● Task objective
Search the records for "lioness" and copy each line that holds it.

Extracted data entries:
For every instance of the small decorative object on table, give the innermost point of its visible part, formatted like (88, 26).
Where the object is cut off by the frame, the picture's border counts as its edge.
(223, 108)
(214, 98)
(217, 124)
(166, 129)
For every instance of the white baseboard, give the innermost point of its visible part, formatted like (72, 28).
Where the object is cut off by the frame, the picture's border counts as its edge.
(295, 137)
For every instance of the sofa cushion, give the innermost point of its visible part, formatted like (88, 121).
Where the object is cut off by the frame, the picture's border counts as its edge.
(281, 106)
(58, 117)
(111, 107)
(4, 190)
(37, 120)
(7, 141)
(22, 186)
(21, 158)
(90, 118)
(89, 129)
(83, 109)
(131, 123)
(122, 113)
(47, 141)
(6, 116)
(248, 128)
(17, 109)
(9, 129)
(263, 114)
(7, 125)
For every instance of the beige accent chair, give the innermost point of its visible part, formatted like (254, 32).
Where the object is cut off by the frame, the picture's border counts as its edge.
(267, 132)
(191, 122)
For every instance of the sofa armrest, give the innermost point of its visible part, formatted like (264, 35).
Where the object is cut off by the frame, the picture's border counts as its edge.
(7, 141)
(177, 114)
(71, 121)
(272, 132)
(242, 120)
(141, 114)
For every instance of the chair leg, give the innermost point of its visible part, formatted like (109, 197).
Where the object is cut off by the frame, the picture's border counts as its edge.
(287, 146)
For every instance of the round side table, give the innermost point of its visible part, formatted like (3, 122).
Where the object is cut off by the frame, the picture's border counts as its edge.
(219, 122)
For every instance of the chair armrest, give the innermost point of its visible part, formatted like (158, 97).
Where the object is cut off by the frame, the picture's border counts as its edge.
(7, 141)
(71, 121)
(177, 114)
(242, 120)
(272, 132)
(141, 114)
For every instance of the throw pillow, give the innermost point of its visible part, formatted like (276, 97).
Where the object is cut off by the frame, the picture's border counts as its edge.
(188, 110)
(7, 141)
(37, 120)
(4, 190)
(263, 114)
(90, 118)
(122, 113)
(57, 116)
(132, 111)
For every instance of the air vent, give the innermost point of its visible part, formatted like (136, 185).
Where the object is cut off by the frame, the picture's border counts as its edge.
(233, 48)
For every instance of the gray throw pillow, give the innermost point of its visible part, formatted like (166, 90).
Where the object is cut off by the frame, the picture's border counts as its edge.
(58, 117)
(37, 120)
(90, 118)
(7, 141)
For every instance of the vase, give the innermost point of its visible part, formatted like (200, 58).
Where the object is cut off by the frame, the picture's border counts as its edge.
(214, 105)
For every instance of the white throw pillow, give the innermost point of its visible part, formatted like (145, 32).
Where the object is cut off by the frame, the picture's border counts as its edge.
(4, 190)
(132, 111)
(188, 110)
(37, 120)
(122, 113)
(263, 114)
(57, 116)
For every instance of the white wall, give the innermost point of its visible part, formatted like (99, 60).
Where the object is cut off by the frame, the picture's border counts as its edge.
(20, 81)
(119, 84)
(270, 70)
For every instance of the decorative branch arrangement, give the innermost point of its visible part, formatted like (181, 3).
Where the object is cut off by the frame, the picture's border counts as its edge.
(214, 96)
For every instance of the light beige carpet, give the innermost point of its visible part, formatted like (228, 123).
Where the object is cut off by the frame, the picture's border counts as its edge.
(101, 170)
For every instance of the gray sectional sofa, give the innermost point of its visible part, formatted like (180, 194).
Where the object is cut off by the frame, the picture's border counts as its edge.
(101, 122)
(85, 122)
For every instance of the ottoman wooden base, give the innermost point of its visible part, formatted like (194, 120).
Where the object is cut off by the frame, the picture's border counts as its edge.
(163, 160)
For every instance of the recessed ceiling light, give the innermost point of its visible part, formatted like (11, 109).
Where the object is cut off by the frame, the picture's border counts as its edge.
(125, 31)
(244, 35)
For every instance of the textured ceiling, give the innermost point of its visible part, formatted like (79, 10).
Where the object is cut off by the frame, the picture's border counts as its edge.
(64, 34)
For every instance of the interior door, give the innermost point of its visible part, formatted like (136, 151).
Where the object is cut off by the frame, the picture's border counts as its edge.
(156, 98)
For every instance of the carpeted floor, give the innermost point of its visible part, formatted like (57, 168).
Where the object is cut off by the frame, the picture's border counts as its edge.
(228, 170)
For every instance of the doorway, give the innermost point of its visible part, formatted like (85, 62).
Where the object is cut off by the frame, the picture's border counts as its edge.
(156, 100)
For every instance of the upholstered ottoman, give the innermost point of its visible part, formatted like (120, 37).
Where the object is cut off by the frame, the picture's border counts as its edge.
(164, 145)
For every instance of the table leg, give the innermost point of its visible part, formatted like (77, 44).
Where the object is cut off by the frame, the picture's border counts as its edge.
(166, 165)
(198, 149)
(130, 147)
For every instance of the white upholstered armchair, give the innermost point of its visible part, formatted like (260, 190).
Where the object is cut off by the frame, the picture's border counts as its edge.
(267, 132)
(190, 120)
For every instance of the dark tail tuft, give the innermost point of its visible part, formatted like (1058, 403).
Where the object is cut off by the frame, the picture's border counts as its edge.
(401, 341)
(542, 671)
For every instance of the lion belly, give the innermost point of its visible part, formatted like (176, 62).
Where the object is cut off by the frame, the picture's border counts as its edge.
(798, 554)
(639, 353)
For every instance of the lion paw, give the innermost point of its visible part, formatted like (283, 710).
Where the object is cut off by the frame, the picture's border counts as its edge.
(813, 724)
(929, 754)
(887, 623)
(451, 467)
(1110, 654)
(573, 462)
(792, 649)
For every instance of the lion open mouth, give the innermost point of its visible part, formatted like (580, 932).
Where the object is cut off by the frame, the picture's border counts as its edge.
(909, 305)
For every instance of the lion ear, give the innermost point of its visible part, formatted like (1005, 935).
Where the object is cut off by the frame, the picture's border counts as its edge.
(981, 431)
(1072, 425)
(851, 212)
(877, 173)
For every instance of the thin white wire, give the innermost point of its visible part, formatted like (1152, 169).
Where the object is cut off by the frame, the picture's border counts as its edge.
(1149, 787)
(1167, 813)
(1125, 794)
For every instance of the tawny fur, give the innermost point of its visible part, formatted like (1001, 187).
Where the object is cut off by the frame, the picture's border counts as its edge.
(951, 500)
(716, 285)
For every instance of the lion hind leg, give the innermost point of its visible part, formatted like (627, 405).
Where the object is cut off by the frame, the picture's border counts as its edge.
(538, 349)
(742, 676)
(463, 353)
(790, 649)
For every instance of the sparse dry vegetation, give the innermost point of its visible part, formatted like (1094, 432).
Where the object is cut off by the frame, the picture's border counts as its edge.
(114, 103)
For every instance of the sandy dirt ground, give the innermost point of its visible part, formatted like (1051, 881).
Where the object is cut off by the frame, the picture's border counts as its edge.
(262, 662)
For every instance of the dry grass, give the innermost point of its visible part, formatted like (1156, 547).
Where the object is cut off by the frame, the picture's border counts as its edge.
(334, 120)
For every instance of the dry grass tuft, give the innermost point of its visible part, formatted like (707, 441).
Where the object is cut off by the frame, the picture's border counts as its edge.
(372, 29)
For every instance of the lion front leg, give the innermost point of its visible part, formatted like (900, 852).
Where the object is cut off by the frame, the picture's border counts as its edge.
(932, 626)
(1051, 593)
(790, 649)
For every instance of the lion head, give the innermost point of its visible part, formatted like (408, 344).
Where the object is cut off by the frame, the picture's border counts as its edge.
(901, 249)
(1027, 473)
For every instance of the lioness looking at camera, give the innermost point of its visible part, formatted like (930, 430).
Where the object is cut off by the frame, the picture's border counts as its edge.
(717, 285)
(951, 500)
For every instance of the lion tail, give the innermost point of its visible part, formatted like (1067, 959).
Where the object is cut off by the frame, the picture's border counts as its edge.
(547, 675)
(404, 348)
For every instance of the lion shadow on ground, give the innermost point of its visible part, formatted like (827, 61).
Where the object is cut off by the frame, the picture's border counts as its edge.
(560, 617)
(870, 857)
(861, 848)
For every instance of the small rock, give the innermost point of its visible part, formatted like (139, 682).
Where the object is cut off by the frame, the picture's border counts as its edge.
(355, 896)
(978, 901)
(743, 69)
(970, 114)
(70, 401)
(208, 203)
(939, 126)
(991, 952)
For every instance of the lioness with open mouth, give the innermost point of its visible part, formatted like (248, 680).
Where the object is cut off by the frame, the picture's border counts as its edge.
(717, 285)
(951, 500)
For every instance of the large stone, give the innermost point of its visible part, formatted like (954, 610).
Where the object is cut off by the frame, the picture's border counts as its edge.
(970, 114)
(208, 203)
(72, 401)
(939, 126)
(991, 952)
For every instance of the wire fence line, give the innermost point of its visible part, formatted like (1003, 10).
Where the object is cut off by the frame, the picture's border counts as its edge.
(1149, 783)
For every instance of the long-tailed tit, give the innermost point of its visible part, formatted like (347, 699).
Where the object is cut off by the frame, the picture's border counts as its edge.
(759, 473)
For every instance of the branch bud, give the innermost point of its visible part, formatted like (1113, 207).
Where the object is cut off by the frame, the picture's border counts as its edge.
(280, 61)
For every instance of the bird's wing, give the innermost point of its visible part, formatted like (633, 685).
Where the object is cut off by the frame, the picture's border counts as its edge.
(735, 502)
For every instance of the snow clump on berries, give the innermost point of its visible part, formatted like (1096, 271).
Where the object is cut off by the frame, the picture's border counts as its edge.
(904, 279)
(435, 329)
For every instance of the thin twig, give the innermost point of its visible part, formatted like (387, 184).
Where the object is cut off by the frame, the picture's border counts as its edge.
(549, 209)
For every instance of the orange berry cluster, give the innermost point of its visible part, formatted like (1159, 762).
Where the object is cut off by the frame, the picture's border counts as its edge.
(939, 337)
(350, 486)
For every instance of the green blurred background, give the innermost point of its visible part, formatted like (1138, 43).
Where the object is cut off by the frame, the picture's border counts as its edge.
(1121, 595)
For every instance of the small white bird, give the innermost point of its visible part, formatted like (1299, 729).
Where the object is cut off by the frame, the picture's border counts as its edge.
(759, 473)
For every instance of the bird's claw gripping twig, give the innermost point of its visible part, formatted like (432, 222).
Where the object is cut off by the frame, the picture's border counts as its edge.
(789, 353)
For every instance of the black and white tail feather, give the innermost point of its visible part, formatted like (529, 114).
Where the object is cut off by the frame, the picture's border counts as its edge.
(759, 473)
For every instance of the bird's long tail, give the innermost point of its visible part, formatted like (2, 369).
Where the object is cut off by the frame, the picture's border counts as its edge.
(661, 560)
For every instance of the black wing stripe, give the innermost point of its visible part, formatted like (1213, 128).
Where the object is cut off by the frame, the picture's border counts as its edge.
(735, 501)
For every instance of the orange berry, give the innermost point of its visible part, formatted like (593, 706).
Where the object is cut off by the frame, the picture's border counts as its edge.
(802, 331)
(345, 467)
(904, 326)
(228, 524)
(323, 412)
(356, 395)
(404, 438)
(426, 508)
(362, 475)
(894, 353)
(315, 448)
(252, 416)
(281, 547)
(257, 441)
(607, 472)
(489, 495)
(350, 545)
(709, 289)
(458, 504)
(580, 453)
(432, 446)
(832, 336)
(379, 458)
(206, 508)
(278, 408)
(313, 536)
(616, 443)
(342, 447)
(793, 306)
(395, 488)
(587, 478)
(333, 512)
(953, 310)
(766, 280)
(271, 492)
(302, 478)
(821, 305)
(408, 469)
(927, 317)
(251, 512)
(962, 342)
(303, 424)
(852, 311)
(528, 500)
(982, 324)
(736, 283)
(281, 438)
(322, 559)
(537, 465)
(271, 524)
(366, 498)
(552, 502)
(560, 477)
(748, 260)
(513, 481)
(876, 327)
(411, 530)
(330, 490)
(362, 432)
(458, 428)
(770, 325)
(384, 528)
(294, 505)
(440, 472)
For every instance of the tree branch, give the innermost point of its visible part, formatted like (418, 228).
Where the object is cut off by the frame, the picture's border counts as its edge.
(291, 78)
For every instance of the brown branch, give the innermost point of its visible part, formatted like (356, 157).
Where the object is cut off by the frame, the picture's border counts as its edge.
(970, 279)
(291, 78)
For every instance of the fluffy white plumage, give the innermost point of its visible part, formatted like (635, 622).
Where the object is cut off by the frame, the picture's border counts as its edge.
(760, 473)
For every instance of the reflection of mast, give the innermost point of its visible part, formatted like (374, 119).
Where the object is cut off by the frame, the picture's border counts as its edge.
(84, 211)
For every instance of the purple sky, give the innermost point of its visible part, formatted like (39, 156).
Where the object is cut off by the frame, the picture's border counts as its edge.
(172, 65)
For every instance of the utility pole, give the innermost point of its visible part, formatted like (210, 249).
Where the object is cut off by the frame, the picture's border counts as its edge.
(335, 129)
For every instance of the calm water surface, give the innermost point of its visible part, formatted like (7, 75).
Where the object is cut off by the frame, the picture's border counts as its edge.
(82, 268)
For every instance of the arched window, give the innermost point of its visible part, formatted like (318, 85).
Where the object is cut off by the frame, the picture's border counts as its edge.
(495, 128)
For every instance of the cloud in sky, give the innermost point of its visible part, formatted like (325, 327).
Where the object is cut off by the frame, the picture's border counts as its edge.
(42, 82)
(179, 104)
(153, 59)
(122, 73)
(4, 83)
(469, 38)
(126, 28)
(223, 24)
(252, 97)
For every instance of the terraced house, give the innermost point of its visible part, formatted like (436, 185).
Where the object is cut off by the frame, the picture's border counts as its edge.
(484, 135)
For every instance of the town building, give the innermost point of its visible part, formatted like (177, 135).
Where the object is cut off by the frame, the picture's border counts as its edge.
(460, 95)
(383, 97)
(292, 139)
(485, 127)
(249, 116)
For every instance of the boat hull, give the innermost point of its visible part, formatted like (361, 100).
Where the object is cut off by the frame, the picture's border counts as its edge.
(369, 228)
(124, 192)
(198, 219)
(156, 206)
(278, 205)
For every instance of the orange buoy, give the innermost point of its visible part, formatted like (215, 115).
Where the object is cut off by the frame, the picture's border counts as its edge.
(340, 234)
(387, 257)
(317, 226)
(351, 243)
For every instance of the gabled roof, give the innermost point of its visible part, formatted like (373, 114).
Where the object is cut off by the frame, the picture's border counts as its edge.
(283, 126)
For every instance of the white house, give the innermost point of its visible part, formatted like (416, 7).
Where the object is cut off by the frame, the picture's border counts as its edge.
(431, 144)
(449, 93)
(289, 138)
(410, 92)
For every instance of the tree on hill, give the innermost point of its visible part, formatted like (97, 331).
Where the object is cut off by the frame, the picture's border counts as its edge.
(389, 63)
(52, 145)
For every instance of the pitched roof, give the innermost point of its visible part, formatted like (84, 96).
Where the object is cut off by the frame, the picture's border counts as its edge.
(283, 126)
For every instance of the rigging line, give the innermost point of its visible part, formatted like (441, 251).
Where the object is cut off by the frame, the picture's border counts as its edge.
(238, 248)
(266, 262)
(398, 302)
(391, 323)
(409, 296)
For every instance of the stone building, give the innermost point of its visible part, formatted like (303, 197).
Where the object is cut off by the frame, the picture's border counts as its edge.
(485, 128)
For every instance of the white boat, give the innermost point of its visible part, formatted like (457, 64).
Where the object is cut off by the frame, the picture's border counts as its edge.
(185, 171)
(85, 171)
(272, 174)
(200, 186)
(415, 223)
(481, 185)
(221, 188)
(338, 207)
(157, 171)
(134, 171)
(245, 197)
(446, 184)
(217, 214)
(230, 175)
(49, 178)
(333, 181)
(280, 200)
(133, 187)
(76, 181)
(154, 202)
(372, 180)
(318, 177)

● Solution for this exercise
For every instance of the lioness looking at camera, give the innermost point of its visible part, formatted like (930, 430).
For every instance of the lioness with open mouth, give the innermost point of its visible part, formatted like (248, 680).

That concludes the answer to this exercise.